- **LAVORO RICHIESTO**
Secondo il testo estratto, quale etichetta ha pubblicato gli album Lost Themes e Lost Themes 2 di John Carpenter?

- **TESTO ESTRATTO**
----------------------------------------

Il regista di “Halloween” e “Fuga da New York” ha lasciato il cinema per i videogiochi. Ma soprattutto per una la sua nuova/antica professione, la musica, che aveva da ragazzo tentato di frequentare. Oggi, alla guida di una band che vanta un suono aspro e acido, forte di un paio di “Lost Themes” che ripropongono le musiche dei suoi film più “spaventosi”, sfida il pubblico dei festival giovani: come Primavera Sound, dove ha trionfato davanti a 15mila persone. E ad agosto sarà a Roma e a Torino
Cosa ci fa un venerato maestro del cinema horror sul palco di un festival rock giovane e giovanilista come il Primavera Sound di Barcellona? Suona per la prima volta nella sua vita, abbrivio di una tournée che passerà anche dall’Italia, il 26 e 28 agosto rispettivamente a Torino e a Roma. Lui è John Carpenter, 68 anni, da qualche stagione defilato rispetto alla gloria del grande schermo ma attivissimo come musicista: da sempre lo conoscevamo per le colonne sonore dei suoi film – Halloween, La cosa, Fog, 1997: Fuga da New York, Grosso guaio a Chinatown,… – ma da qualche tempo ha deciso di lasciare una impronta più decisa a questa vocazione “secondaria”, e dall’inizio del 2015 a oggi ha già pubblicato due album, Lost Themes e, vista l’accoglienza, Lost Themes 2, editi da una piccola e vitale etichetta di Brooklyn, la Sacred Bones. Carpenter, che fino a oggi si era limitato a giocare in studio di registrazione tra tastiere elettroniche, sintetizzatori ed effetti speciali, ora sembra aver preso l’impegno sul serio, al punto da accettare le offerte per una serie di performance live, dove si fa accompagnare da un combattivo quintetto elettrico guidato dal figlio Cody, tra chitarre e un ricco set di keyboards.
Il concerto a Barcellona, svoltosi davanti a un pubblico in adorazione, quindicimila persone almeno, è scattato alla mezzanotte, come si conviene a un maestro del cinema più inquieto e inquietante dagli anni Settanta a oggi. I rintocchi delle sue partiture (“Ma io non ho mai saputo leggere o scrivere una nota”, confessa), si diffondono tra le tenebre, mentre la proiezione di scorci dei suoi titoli più famosi fa il resto.

----------------------------------------

- **VOCI FORNITE**
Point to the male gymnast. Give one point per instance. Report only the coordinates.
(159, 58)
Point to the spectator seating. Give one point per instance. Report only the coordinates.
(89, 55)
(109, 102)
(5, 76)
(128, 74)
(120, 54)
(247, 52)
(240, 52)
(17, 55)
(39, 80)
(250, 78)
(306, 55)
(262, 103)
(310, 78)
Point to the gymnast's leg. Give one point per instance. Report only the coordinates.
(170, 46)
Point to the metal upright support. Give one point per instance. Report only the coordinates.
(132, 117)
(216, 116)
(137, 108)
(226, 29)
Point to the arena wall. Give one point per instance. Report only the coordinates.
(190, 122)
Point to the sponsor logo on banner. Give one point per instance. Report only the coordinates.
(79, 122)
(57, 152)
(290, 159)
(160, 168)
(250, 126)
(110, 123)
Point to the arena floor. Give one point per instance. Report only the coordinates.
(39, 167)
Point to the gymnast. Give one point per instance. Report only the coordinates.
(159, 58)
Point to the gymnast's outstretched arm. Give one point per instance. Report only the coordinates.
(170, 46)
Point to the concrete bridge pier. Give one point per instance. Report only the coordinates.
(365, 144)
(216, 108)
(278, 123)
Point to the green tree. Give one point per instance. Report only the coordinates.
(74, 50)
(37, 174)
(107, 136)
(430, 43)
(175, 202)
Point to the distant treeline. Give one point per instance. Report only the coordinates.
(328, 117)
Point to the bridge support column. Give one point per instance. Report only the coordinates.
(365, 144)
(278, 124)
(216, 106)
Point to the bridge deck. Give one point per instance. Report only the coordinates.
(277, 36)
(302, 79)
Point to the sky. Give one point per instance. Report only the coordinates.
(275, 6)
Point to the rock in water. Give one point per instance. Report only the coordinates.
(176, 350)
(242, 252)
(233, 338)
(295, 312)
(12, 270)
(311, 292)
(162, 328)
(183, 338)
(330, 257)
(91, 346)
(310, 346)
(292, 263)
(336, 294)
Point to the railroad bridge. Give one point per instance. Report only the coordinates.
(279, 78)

----------------------------------------

- **RISULTATO ESERCIZIO**
La Sacred Bones, una piccola etichetta di Brooklyn.